# AUSGANGSTEXT
========================================================================
Einer der Betroffenen geht ein dreijähriges Berufsverbot nicht weit genug. Sie ist von dem Strafbefehl enttäuscht: "Unser Ziel war immer, dass Stefan Lurz nie wieder etwas mit Kindern und Jugendlichen zu tun hat", schildert die ehemalige Schwimmerin im Gespräch mit sportschau.de ihre Beweggründe, vor einem Jahr an die Öffentlichkeit zu gehen: "Das, was uns am meisten geholfen hätte, wäre ein lebenslanges Berufsverbot gewesen". Dazu ist es von der strafrechtlichen Seite her nicht gekommen.

Ob sich der Verurteilte an die gerichtlichen Auflagen hält, prüft nach Angaben von Frank Glöckner, Pressesprecher des Amtsgerichts Würzburg, ein Bewährungshelfer "durch die Überwachung des Verurteilten und die Berichte über seine Lebensführung an das Gericht". Die Auslegung der Auflagen und damit auch mögliche Verstöße sei Sache des Gerichts und müsse im Einzelfall entschieden werden, so der Behördensprecher gegenüber sportschau.de. Für den Fall, dass der Verurteile sich nicht an die Bewährungsauflagen hält, droht ihm Gefängnis.
========================================================================
# AUFGABEN
A) Beantworten Sie anhand des Ausgangstexts die folgenden Fragen:
(i) Für wie viele Jahre wurde das Berufsverbot verhängt?
(ii) Was wäre nach Aussage der ehemaligen Schwimmerin die größte Hilfe gewesen?
(iii) Wer überprüft, ob sich der Verurteilte an die gerichtlichen Auflagen hält?
B) Schreiben Sie aus dem Ausgangstext den Abschnitt wortgetreu ab, der mit "Ob sich der" beginnt und bis einschließlich "droht ihm Gefängnis." reicht.
Die Datensätze stehen in keinem Zusammenhang mit dem Ausgangstext.

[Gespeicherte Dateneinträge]
========================================================================
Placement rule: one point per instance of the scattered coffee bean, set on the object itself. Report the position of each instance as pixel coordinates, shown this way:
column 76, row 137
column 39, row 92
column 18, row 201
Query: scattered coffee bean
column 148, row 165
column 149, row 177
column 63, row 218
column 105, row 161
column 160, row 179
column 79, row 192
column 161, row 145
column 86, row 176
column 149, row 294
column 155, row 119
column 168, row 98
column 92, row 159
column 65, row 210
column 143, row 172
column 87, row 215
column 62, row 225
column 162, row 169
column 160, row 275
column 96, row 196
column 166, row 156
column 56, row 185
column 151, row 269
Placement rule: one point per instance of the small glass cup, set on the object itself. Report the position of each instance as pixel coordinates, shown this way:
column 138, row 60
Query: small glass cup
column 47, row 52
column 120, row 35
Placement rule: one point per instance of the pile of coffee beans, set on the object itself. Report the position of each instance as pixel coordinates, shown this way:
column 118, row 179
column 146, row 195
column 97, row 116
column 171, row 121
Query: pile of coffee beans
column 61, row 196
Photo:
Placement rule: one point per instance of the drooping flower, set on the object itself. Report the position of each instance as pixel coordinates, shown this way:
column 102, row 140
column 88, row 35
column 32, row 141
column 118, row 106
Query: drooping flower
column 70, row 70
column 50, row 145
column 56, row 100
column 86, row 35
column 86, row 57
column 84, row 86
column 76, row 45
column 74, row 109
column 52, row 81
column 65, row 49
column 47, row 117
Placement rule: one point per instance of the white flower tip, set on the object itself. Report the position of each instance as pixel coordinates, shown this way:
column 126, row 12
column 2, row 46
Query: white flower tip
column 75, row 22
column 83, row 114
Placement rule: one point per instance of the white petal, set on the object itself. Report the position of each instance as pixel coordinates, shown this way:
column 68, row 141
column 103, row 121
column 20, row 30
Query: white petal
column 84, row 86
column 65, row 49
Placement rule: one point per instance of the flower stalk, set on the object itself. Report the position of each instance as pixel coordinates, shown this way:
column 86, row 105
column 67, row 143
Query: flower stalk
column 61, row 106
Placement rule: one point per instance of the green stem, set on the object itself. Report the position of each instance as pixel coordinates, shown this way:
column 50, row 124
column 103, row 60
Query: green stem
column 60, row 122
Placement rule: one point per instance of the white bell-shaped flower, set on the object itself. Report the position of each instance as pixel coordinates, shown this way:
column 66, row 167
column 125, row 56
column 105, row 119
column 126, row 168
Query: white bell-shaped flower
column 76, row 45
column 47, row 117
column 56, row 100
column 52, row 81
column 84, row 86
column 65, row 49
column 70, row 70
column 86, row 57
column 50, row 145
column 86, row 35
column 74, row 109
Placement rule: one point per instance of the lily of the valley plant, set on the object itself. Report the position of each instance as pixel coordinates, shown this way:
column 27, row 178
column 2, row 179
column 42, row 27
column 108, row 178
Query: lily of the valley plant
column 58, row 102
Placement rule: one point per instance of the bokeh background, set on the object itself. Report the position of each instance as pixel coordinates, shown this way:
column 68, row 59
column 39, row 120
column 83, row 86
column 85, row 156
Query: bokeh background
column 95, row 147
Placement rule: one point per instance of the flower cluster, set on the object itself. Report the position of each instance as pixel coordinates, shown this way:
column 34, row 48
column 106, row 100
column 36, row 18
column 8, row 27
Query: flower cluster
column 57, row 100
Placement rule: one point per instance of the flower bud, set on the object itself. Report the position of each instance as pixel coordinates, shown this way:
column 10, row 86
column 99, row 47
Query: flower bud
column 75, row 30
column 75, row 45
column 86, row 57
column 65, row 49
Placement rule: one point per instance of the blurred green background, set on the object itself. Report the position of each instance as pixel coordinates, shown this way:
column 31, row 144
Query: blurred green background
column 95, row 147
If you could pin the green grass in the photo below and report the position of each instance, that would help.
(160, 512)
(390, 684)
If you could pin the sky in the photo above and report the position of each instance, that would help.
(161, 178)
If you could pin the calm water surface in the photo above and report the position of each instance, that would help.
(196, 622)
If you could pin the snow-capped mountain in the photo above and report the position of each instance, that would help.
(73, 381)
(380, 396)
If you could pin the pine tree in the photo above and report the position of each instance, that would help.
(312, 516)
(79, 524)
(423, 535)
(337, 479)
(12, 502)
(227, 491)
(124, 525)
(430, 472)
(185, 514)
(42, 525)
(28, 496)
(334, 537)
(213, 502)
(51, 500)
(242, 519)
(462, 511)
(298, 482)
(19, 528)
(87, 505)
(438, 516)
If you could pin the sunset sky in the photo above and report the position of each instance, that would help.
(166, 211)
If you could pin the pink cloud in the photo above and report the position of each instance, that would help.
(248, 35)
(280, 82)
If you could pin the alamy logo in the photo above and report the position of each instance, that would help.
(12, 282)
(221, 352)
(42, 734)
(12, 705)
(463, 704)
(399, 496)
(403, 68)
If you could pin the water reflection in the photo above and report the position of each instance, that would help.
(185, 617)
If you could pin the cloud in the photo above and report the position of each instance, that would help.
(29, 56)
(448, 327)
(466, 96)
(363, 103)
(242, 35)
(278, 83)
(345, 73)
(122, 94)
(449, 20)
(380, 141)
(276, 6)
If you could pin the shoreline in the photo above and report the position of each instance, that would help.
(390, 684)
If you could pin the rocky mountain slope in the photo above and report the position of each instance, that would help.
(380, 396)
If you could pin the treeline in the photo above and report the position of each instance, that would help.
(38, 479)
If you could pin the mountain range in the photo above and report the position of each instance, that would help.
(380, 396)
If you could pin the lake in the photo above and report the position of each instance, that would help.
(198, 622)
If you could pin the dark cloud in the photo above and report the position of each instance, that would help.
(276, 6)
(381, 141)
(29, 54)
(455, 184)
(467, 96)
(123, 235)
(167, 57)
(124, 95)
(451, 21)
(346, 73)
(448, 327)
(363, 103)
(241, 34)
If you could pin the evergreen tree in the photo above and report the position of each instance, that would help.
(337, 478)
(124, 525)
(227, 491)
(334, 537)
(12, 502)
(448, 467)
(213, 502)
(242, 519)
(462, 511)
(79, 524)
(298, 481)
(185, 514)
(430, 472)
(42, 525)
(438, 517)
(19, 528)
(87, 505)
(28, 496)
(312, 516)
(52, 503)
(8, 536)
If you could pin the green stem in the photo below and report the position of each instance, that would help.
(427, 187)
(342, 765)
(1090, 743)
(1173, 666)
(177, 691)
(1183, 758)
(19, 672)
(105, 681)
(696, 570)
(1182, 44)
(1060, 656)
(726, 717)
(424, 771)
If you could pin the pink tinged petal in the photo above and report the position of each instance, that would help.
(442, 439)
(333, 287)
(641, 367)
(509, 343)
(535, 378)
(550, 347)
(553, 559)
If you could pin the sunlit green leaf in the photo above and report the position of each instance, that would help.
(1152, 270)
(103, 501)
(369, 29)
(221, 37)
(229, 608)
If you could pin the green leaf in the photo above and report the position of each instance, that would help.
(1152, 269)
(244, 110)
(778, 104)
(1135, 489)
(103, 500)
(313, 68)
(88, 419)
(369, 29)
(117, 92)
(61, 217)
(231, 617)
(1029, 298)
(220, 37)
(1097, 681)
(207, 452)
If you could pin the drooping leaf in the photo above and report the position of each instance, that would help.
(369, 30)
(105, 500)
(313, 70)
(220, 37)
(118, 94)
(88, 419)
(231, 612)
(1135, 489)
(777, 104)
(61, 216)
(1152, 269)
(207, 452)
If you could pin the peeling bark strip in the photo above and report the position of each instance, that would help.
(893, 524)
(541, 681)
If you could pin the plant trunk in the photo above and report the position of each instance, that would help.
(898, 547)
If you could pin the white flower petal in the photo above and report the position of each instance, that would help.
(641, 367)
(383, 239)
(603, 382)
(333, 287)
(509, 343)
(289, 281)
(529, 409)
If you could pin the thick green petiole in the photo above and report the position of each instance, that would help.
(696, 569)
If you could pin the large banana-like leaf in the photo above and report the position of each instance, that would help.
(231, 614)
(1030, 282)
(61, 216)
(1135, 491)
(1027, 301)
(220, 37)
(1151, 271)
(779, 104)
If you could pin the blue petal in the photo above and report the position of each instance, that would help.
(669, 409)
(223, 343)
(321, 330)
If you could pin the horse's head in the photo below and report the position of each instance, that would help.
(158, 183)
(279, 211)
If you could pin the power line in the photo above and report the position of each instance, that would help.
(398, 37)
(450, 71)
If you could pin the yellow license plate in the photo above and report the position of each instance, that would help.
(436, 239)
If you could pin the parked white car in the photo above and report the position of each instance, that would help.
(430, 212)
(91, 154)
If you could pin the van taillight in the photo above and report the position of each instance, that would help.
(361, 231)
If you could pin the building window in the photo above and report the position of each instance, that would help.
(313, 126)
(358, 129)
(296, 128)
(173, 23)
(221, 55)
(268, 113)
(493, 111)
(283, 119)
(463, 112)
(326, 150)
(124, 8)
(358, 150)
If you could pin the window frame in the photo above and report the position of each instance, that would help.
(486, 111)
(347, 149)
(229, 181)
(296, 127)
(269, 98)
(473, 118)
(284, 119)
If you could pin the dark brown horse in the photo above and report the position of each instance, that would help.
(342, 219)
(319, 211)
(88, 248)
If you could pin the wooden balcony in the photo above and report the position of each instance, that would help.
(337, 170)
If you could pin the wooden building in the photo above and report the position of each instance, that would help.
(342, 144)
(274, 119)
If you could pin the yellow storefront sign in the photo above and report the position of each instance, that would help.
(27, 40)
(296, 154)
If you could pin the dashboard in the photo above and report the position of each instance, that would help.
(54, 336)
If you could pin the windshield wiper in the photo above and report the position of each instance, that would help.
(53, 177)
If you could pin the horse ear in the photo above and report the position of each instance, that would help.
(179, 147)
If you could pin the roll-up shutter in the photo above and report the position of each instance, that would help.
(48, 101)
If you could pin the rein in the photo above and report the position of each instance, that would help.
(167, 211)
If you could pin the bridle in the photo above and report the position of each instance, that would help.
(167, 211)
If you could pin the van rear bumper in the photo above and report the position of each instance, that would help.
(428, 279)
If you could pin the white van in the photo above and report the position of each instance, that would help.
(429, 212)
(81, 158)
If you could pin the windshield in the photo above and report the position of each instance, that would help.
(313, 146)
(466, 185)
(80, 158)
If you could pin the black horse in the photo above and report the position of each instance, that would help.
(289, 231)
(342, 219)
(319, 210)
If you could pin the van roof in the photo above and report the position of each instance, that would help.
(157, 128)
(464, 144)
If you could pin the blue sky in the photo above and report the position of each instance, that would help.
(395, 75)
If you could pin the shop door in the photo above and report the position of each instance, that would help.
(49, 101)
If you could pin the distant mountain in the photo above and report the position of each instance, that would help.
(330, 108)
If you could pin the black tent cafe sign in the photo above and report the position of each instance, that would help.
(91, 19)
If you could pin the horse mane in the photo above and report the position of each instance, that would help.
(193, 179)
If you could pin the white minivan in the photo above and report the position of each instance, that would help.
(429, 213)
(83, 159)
========================================================================
# LÖSUNGEN
A)
(i) Für drei Jahre.
(ii) Ein lebenslanges Berufsverbot.
(iii) Ein Bewährungshelfer.

B)
Ob sich der Verurteilte an die gerichtlichen Auflagen hält, prüft nach Angaben von Frank Glöckner, Pressesprecher des Amtsgerichts Würzburg, ein Bewährungshelfer "durch die Überwachung des Verurteilten und die Berichte über seine Lebensführung an das Gericht". Die Auslegung der Auflagen und damit auch mögliche Verstöße sei Sache des Gerichts und müsse im Einzelfall entschieden werden, so der Behördensprecher gegenüber sportschau.de. Für den Fall, dass der Verurteile sich nicht an die Bewährungsauflagen hält, droht ihm Gefängnis.